§ **Ejercicios por resolver**
1. Según el texto sobre la novela de Arturo Arango, ¿dónde conoció Ernesto a Trinidad?
2. Sigue escribiendo el texto sobre la novela de Arturo Arango a partir de donde se queda.

UNO DE LOS ESCENARIOS DE “NO ME PREGUNTES CUÁNDO”, DE ARTURO ARANGO, ES EL ANTIGUO CINE ÓPERA
Ernesto Camilo Miranda Bastarrechea, natural de Manzanillo, (Cuba), con domicilio en Narciso López 323, barrio la Kaba, y con 1.78 metros de estatura y 75 kilogramos de peso, asimismo actor de teatro y fumador compulsivo se podría decir, llega a la Ciudad de México en 2010, a los 34 años de edad.
Las piruetas de la vida han convertido al cubano Ernesto Camilo en una suerte de jinetero candoroso, o casual, o pasivo: en la fecha dicha viaja al país azteca invitado por la mexicana Trinidad —dama de “ojos turquesa” y también, según el pragmático Marcelino, amigo fiel de Ernesto, “una aplanadora sin cambio de velocidades”—, a quien Ernesto había conocido en el Festival Nacional de Teatro de Camagüey —Cuba—. Entre Ernesto y Trinidad surgió entonces un romance, que tal vez pudo ser más tórrido.
La invitación que Trinidad ha gestionado para nuestro protagonista se trata de presentar obras teatrales de Virgilio Piñera allá, en la sala Manolo Fábregas, de la capital mexicana.
Pero esto nunca ocurrirá: ya en suelo azteca, Trinidad, una de las fieles portadoras de cierto rasgo de la idiosincrasia patria, le hace saber al cubano que siempre no: ella necesita ausentarse de la Ciudad de México, digamos que por fuerza mayor.

§ **Líneas dadas**

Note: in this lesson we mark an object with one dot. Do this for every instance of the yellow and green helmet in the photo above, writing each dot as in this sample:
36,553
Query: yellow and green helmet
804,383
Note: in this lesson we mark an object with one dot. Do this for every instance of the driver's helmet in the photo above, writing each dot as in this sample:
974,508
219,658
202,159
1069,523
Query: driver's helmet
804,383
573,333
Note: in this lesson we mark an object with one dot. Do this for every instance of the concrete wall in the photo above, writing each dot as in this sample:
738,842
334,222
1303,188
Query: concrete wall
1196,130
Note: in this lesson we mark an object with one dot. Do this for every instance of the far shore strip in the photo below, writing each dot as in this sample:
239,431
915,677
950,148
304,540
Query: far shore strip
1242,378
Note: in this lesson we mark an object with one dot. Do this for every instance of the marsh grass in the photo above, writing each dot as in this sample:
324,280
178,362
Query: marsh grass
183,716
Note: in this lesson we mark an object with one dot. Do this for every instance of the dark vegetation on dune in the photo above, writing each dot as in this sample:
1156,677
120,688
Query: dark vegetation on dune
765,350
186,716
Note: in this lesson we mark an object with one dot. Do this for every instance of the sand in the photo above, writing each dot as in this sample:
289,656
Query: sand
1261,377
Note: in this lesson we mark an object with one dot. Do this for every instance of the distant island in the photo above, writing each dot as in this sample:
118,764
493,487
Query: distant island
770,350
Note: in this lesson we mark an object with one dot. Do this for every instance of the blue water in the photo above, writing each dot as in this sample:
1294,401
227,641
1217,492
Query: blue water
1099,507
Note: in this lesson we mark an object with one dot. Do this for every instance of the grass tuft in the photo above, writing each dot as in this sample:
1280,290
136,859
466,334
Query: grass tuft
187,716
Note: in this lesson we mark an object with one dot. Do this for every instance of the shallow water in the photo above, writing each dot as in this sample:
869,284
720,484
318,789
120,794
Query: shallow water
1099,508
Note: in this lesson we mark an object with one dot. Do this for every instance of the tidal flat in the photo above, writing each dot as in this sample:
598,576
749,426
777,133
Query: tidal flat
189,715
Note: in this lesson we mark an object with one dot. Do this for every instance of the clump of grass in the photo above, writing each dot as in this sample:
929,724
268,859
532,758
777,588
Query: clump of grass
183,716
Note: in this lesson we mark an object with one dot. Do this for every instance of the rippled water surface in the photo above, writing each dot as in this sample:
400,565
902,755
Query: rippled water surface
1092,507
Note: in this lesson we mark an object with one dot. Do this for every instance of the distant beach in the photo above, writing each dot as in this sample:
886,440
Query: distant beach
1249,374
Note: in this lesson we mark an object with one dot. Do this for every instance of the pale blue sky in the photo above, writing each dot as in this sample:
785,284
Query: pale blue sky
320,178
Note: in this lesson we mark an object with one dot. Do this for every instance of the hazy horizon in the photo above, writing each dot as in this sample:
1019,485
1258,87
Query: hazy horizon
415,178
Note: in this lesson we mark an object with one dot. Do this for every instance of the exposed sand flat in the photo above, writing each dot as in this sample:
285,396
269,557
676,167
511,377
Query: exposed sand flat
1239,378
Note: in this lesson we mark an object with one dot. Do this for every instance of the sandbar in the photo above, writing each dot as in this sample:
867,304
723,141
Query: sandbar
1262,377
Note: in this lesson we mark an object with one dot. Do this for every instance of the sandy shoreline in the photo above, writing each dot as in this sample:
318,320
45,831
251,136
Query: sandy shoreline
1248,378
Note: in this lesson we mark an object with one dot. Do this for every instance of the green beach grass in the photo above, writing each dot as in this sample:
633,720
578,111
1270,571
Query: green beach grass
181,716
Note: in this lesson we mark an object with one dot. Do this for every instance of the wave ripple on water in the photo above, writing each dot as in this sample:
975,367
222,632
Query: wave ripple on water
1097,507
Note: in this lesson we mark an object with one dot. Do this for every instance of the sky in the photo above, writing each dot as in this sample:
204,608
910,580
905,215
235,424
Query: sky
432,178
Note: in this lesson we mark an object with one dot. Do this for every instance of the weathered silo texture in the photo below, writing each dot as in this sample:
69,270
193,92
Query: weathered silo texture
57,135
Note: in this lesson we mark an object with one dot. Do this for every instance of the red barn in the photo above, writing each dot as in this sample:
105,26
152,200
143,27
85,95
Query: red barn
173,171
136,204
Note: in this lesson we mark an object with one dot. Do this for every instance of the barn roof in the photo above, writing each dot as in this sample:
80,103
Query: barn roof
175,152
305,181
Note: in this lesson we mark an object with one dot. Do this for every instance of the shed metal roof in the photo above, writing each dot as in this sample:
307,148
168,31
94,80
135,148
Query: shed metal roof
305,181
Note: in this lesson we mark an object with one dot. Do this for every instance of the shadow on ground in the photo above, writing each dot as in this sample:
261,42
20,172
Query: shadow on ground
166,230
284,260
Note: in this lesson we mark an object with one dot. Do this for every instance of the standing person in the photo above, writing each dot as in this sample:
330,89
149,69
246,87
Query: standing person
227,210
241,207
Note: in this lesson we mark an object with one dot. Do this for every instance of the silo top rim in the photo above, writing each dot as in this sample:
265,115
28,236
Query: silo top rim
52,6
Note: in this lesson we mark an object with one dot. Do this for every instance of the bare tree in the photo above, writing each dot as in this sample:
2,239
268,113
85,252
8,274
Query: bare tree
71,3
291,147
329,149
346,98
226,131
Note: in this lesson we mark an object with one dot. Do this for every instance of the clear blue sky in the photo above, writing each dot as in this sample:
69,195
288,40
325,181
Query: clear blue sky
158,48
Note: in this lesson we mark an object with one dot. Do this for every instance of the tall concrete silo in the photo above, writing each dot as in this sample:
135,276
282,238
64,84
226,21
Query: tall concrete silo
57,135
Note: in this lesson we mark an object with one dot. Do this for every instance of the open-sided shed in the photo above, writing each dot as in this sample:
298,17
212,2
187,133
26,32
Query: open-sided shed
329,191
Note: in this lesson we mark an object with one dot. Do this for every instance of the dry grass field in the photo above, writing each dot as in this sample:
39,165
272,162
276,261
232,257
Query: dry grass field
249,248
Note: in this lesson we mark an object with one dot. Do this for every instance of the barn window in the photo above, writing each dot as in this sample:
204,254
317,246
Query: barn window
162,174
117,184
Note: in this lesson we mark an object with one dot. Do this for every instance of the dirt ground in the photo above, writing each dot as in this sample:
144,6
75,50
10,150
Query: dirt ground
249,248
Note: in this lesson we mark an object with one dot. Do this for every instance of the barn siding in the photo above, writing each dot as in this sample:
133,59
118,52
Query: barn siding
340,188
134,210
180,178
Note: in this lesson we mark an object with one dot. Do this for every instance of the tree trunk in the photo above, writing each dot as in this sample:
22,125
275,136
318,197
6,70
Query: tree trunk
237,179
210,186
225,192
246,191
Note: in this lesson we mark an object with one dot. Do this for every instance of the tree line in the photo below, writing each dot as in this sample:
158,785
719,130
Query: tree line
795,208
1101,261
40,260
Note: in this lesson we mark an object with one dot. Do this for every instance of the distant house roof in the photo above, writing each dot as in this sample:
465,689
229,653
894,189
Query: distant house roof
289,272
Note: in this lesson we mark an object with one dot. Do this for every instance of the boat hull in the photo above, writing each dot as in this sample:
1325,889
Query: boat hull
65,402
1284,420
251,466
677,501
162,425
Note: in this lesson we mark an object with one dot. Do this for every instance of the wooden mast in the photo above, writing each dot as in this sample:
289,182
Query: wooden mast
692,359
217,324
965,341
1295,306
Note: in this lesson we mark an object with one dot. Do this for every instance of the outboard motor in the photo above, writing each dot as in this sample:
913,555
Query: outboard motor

§ **Soluciones**
1. En el Festival Nacional de Teatro de Camagüey, en Cuba.

2.
Este cronista, que vivió justamente 20 años y 11 días en aquella ciudad, da fe de que el basamento de la realidad que tomó Arturo Arango para este y otros segmentos de la ficción son, además de verosímiles, perfectamente “reales”.
Así, qué bueno que las vidas de Ernesto Camilo y Trinidad se hayan cruzado; pues debemos suponer que, de lo contrario, hoy Ediciones Matanzas no nos hubiera entregado las 179 páginas de una novela intensa, sabiamente desbordada de aristas, collados y levantes que nos llaman la atención acerca de ese “choque” entre el ardor del caribeño Ernesto y la sangre fría —¿será?— de la mexicana Trinidad.
El encargado de hacer realidad el propósito de Trinidad-Ernesto había sido Federico Covarrubias, director en la sala Manolo Fábregas; él, Covarrubias, mente y corazón helados, marrullero fino que, en cierto momento, mediante inferencias, parece telegrafiarle a Ernesto Camilo: haz lo que puedas, haz como quieras.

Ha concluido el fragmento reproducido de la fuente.